__The task__
Which lines of the entries contain the string "three"? Copy each of them.

__Entries shown__
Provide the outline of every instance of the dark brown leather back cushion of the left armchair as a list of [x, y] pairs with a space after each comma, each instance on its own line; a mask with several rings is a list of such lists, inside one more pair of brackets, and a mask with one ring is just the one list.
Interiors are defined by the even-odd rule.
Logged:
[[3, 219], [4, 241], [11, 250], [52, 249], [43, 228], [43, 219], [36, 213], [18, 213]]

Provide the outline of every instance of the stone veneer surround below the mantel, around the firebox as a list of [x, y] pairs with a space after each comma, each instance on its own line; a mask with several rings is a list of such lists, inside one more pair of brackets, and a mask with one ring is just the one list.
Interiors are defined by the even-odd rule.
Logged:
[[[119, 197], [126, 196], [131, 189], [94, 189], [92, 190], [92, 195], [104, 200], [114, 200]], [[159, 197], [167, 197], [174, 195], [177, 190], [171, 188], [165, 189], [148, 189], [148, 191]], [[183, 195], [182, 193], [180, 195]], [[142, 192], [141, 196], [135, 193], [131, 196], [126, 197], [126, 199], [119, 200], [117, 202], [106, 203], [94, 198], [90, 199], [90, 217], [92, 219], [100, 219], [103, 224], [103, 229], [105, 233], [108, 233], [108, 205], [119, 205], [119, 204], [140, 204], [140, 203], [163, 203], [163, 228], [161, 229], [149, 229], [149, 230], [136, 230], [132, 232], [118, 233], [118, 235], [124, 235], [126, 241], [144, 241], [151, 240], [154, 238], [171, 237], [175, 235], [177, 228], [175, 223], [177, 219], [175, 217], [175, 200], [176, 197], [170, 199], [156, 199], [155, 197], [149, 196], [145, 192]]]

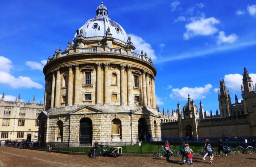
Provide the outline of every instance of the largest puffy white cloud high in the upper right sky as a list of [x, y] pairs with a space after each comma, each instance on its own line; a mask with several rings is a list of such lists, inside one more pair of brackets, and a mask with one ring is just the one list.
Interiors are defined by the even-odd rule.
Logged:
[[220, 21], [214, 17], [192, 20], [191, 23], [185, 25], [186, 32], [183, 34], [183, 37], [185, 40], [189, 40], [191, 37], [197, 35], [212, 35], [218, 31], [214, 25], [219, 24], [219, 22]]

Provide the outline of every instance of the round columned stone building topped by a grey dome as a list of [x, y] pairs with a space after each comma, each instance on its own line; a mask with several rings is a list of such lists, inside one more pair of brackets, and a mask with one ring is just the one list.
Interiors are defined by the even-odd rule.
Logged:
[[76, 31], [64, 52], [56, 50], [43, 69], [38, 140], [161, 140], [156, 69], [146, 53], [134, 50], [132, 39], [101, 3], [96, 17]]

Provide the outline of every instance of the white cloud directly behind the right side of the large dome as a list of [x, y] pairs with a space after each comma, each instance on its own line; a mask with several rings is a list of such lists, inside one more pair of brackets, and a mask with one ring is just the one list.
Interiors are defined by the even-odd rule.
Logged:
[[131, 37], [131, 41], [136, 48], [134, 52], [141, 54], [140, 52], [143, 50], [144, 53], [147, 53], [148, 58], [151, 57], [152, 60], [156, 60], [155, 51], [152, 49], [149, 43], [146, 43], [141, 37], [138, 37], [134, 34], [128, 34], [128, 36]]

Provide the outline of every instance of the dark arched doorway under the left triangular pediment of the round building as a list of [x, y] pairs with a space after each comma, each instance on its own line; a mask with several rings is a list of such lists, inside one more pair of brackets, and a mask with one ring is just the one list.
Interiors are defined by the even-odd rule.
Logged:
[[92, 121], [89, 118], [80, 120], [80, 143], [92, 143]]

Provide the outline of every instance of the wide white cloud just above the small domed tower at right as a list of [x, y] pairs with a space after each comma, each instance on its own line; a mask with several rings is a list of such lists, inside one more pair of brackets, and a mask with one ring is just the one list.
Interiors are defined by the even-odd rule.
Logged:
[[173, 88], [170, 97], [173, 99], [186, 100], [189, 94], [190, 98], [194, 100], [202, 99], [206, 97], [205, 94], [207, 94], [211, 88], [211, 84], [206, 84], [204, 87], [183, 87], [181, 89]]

...

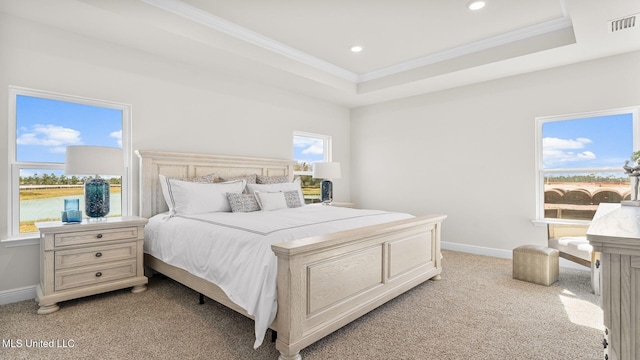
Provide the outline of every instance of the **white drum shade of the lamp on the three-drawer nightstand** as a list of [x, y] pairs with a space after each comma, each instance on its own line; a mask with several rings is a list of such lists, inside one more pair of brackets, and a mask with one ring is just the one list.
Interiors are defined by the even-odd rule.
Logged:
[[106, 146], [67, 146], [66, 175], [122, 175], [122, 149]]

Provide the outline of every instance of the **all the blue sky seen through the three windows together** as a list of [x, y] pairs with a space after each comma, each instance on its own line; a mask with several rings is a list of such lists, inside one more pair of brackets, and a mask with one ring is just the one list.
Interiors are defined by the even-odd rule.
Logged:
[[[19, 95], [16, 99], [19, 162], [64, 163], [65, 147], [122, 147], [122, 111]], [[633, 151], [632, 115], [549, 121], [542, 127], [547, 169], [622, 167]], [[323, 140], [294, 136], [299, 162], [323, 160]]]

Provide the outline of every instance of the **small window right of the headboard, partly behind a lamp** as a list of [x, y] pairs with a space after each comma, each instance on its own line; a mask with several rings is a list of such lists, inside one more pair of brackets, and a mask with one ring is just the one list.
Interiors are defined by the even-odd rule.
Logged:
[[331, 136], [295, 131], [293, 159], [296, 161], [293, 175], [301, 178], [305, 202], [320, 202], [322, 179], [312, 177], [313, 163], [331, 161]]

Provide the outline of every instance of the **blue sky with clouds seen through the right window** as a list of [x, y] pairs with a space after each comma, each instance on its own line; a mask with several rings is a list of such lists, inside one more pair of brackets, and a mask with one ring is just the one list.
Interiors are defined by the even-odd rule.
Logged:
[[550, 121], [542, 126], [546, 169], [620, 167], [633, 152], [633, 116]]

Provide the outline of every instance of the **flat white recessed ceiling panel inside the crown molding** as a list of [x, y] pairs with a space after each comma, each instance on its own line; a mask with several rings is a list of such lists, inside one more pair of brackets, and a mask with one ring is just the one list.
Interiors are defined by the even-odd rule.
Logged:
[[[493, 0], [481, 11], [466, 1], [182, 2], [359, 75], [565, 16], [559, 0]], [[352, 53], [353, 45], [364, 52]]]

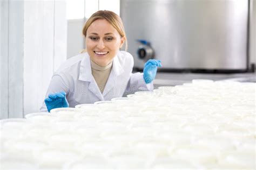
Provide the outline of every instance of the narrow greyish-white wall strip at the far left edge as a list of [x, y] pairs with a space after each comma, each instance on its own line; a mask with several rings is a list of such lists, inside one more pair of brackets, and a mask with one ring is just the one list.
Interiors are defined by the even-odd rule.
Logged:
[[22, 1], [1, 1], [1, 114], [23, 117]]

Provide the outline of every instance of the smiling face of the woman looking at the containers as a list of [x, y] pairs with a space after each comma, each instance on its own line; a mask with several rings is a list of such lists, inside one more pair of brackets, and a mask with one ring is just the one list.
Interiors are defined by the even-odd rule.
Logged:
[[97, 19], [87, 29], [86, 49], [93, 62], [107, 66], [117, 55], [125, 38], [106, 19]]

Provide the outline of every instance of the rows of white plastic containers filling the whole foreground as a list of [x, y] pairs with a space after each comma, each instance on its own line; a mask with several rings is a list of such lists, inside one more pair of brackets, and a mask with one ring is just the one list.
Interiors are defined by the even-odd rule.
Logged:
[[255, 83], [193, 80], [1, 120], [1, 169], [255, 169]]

* * *

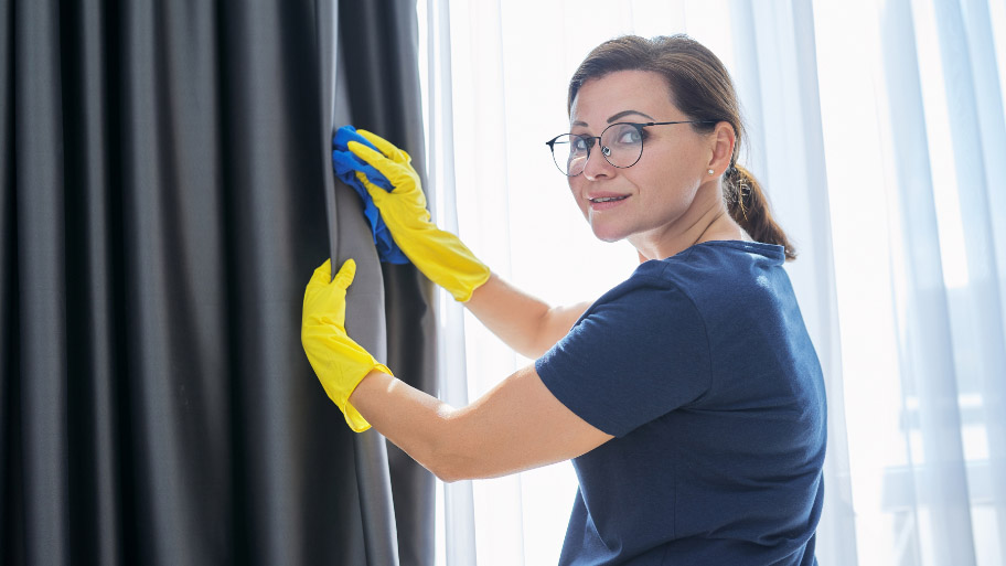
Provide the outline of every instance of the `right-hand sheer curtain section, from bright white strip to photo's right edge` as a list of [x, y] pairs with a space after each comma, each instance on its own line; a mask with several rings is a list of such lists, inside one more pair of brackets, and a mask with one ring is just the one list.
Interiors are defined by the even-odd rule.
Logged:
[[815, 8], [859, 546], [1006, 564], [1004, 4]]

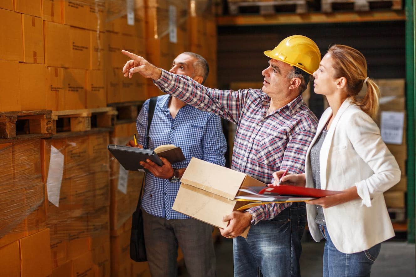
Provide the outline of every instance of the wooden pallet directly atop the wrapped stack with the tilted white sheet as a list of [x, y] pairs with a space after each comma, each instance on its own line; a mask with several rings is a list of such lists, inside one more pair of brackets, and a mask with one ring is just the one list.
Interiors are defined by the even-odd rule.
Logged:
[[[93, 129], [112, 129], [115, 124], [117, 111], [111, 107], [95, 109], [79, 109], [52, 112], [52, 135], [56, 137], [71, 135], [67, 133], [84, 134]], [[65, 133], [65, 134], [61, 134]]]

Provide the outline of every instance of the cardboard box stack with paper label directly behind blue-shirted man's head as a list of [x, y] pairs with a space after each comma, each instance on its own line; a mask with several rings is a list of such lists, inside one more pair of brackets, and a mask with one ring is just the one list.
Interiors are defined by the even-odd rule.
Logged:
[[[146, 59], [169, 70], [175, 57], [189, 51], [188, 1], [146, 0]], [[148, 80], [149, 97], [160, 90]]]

__Task solution__
Provide the outline of every instance of the **white drum shade of the lamp on the three-drawer nightstand** as a list of [x, y] pairs with a space after each comma, each instance on its own line; a mask with several rings is a list of such lists, inside one more pair of brackets, and a mask with one ring is just the one list.
Provide the outline of every instance of the **all the blue sky seen through the three windows together** as a list of [x, y] pairs with a space after each comma, each instance on its own line; a mask with several rings is a list of such lists, inside one more pair of brackets, and a mask with one ring is just the one list.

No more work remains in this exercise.